*GOAL 1:* Reproduce the passage from the article on the 5th National Council of the Bangladesh Nationalist Party, starting at "The National Executive" and ending at "and other organizations.".
*GOAL 2:* According to the article on the 5th National Council of the Bangladesh Nationalist Party, why do the party's existing policy-making and administrative bodies remain active after they are elected? Answer in one to three sentences.

*EXTRACT TO READ:*
◇ ◇ ◇ ◇
The 5th National Council of Bangladesh Nationalist Party () was the event for the topmost policy-making bodies and panels of leaders of Bangladesh Nationalist Party to get elected. According to the party constitution that was amended lastly on August 16, 2009, the panel of policy-making bodies and other administrative bodies will be active until a next council takes place and elects a new set of leaders to replace the existing one.

The council was held on December 8, 2009 at Bangabandhu International Convention Centre (formerly China-Bangladesh Friendship Centre) at Sher-e-Bangla Nagar, Dhaka.

Events 

The National Executive Committee of the party includes with 251 members of 45 different positions including the Chairperson and Vice-Presidents of the party. The council attempted to elect at least one-third of the required members to form the executive policy-making body.

A delegation of 40 members comprising with mostly the senior regional leaders, leaders of the branch organizations and dignified activists from each of 300 constituencies were invited to be part of the council.

A set of 2,512 leaders among the total of 12,000 was set to chair as the councilors. The election process was driven by the evaluations and polls from these councilors.

Invitees also included people from at least 60 other countries, including observers and analysts, local and foreign journalists and representatives from multiple political and other organizations.

At least 33% of the executive body were women.

Tareq Rahman 

The Senior Joint Secretary General of the organization Tareq Rahman who has been recently elected a Senior Vice Chairman, addressed to the audience as the video recorded from his Edmonton, London residence was played in the event. Many among the audience were reportedly found failing to hold tears while Tareq was describing his days of being persecuted, imprisoned and tortured. Tareq Rahman notified about his physical condition and confirmed the protraction of his pause from political activities.

George Galloway 

British politician George Galloway addressed to the audience clarifying that Bangladesh requires a friendly relationship with India for her own interest, but no room should be offered to a compromise in the Tipaimukh dam issue. He told the Tipaimukh Dam issue should be made a discussion of the United Nations Climate Change Conference 2009 at Copenhagen. Galloway also confirmed that Britain will break her silence if any injustice is imposed on Bangladesh on the Tipaimukh dam flap.
◇ ◇ ◇ ◇
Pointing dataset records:
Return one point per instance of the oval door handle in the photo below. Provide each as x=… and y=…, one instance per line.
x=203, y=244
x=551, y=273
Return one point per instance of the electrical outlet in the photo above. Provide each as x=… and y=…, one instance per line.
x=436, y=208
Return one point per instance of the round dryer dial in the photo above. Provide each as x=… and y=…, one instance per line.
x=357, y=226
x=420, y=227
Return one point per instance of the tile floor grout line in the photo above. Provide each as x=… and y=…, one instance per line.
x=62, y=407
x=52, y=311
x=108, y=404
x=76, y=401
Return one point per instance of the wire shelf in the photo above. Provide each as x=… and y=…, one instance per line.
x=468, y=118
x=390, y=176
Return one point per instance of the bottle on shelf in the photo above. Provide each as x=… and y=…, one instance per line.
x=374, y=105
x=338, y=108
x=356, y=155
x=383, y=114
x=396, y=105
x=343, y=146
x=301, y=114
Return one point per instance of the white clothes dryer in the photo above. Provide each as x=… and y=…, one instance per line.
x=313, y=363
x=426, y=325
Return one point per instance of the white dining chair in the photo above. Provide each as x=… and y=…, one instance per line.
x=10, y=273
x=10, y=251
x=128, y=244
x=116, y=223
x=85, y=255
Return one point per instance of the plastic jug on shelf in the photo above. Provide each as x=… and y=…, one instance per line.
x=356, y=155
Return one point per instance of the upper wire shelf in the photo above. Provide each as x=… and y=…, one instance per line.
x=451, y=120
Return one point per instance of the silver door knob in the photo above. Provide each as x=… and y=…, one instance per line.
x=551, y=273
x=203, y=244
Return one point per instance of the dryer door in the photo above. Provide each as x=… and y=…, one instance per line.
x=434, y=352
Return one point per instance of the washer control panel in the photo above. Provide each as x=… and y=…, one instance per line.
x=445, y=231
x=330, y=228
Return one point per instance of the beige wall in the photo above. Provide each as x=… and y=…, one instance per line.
◇ ◇ ◇ ◇
*EXERCISE OUTPUT 1:*
The National Executive Committee of the party includes with 251 members of 45 different positions including the Chairperson and Vice-Presidents of the party. The council attempted to elect at least one-third of the required members to form the executive policy-making body.

A delegation of 40 members comprising with mostly the senior regional leaders, leaders of the branch organizations and dignified activists from each of 300 constituencies were invited to be part of the council.

A set of 2,512 leaders among the total of 12,000 was set to chair as the councilors. The election process was driven by the evaluations and polls from these councilors.

Invitees also included people from at least 60 other countries, including observers and analysts, local and foreign journalists and representatives from multiple political and other organizations.

*EXERCISE OUTPUT 2:* The party constitution, last amended on August 16, 2009, provides that these bodies stay active until a next council takes place. That council then elects a new set of leaders to replace the existing one.